= Task description =
Once you find the line that contains "Point to the front door", transcribe it and each line after it through the end of the listing, exactly as written.

BEGIN

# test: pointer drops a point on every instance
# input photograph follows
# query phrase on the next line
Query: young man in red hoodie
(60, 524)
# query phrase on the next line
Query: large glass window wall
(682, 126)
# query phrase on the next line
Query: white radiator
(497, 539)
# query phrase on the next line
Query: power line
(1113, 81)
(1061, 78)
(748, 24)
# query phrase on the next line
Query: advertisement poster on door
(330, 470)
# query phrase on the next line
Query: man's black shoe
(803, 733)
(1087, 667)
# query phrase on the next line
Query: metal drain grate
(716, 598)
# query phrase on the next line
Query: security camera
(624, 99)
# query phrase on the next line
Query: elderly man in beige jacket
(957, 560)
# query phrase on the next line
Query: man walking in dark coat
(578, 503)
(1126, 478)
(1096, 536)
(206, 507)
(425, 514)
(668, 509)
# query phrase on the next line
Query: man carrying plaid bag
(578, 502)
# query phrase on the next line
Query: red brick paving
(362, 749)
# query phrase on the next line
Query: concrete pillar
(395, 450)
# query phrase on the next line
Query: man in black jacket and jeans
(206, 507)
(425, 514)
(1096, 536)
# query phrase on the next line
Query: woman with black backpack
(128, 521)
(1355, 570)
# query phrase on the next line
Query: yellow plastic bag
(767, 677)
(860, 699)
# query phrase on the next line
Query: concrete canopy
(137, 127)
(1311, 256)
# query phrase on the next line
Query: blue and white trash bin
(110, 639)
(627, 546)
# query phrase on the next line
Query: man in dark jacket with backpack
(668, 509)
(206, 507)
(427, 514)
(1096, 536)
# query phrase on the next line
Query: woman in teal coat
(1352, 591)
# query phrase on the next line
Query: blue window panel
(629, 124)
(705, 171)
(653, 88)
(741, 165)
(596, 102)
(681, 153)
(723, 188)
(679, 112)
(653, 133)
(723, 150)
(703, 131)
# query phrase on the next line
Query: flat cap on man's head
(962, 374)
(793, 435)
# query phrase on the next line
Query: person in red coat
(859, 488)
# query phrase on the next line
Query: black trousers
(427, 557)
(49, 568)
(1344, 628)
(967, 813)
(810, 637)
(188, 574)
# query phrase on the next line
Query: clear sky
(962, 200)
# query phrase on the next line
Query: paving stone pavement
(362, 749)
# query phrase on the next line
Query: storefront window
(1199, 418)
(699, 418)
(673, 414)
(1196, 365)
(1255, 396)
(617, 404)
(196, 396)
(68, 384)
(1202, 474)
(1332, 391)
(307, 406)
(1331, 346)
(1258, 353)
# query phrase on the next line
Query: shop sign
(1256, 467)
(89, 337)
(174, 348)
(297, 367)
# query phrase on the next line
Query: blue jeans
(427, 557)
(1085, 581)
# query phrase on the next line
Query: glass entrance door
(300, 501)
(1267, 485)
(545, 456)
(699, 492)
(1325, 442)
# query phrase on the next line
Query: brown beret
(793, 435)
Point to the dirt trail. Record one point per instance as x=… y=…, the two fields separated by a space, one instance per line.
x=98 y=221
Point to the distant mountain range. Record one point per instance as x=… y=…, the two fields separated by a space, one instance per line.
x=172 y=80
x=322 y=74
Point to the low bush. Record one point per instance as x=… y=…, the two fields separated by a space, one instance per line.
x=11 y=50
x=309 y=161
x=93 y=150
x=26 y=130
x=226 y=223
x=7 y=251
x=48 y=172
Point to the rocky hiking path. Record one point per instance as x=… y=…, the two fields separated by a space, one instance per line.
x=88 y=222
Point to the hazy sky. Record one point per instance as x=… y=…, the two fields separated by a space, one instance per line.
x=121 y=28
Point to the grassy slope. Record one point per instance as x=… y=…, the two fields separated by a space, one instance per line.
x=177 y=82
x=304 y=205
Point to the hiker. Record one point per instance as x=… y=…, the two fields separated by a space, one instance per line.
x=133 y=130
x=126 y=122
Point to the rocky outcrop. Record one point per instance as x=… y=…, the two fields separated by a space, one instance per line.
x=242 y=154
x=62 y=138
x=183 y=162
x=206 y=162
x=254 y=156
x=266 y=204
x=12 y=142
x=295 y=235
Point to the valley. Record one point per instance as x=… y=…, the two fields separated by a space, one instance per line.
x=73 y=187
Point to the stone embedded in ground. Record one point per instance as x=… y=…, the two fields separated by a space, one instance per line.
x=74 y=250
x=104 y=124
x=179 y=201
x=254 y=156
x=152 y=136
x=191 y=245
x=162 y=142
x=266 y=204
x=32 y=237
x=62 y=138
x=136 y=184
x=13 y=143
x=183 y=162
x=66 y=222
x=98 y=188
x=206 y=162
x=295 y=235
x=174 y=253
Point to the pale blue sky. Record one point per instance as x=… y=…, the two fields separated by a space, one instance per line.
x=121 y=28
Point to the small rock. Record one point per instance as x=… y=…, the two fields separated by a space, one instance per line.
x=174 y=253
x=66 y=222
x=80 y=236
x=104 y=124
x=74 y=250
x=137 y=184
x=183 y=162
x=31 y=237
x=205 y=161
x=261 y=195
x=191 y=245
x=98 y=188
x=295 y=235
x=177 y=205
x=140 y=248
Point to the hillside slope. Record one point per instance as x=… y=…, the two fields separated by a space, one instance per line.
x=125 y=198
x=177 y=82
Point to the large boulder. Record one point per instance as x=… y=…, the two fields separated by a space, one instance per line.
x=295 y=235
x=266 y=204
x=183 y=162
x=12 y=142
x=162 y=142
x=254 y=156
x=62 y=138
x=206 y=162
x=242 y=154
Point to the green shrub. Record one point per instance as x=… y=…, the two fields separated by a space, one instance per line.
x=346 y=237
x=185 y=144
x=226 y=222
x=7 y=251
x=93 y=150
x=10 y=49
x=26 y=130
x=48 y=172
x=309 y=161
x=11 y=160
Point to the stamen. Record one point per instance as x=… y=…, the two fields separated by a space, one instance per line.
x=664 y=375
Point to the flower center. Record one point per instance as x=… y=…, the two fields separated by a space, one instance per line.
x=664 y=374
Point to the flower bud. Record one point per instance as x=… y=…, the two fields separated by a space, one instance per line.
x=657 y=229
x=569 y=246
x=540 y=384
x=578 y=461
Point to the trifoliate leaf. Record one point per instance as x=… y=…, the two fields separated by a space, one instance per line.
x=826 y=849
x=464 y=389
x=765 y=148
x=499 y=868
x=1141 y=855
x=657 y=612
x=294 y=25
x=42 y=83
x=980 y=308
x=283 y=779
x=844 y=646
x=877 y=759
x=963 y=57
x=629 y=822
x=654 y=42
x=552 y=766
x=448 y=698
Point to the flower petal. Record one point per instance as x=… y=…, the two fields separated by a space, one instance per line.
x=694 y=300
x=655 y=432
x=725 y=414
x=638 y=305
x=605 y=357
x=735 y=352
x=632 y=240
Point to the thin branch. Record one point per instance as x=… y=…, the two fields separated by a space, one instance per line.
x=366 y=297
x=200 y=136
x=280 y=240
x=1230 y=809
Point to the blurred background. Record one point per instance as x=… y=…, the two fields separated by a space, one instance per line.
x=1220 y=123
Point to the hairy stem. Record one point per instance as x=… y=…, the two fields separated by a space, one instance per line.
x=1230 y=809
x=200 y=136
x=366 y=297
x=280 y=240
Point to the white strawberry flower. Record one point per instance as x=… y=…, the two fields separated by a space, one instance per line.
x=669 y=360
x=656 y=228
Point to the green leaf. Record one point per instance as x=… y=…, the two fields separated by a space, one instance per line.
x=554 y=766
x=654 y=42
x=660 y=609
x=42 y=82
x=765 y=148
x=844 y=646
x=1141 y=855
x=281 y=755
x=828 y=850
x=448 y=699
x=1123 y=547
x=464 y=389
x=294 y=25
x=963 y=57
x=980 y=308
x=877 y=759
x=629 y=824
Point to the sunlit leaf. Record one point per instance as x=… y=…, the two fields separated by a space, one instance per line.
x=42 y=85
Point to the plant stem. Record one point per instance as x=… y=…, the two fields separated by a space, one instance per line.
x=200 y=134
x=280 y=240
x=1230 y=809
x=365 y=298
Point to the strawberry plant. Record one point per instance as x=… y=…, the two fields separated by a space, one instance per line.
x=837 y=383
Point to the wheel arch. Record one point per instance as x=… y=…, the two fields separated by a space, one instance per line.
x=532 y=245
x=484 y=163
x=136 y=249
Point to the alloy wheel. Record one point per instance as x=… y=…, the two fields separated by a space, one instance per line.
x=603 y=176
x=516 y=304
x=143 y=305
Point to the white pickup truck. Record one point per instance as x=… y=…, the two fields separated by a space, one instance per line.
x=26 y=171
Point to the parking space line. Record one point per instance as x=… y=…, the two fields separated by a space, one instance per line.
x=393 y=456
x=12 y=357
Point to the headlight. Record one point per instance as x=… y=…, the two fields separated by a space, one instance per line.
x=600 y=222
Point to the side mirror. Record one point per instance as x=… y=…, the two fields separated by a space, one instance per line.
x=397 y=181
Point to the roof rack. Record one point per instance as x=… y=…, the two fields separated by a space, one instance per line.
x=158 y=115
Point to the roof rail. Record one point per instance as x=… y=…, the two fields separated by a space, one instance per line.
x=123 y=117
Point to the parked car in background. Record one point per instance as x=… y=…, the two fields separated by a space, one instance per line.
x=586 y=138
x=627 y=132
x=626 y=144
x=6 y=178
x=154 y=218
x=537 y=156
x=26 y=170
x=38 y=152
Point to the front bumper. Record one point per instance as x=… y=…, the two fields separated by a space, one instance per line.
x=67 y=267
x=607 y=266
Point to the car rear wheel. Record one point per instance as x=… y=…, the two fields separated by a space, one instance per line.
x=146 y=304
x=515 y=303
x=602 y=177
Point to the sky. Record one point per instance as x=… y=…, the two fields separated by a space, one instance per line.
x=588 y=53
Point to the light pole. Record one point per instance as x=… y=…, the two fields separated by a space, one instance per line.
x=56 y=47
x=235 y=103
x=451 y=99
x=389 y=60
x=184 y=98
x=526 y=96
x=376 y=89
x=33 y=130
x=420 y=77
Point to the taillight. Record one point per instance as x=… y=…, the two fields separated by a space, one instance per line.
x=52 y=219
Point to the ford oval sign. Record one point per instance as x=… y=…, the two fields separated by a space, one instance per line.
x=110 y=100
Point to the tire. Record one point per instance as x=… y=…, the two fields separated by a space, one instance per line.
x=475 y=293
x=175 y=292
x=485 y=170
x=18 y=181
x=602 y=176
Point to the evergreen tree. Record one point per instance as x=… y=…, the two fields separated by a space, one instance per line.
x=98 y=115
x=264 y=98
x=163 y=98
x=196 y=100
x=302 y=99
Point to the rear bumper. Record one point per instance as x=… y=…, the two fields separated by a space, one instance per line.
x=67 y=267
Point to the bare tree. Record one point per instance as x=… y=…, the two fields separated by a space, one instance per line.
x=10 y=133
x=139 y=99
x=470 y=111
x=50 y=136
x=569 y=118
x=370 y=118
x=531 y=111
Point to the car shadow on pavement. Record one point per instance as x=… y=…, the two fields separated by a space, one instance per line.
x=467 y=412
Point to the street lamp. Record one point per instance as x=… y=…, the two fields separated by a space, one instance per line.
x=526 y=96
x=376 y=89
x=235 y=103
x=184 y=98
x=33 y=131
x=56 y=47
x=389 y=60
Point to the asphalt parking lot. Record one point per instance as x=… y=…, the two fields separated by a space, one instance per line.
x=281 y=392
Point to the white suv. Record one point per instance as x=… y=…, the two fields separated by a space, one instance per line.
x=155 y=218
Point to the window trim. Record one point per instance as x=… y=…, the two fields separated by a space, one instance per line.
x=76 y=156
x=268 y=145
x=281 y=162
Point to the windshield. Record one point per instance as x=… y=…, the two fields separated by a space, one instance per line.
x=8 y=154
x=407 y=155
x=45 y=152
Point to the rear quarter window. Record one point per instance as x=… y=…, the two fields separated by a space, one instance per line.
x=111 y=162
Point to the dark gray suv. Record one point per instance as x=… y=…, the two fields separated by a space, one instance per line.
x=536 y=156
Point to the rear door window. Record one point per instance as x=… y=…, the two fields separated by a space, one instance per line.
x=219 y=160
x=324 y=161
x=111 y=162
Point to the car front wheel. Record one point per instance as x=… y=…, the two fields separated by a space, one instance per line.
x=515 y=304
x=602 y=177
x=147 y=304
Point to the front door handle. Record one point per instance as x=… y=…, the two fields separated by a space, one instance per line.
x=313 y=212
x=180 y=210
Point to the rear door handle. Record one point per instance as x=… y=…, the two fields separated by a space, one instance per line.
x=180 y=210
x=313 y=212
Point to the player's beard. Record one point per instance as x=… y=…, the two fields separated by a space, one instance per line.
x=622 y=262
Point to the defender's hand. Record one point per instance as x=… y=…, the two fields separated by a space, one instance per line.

END

= Result below =
Point to the front door handle. Record one point per instance as x=… y=…, the two fields separated by a space, one instance per line.
x=313 y=212
x=180 y=210
Point to the rear door handle. Record one point per instance as x=… y=…, the two fields separated by a space, one instance per line.
x=180 y=210
x=313 y=212
Point to the player's beard. Record one point per instance as x=… y=…, the two fields separated by a space, one instance per line.
x=622 y=262
Point to the defender's hand. Record one point per instance as x=… y=…, the two fields separated by a space, one instance per line.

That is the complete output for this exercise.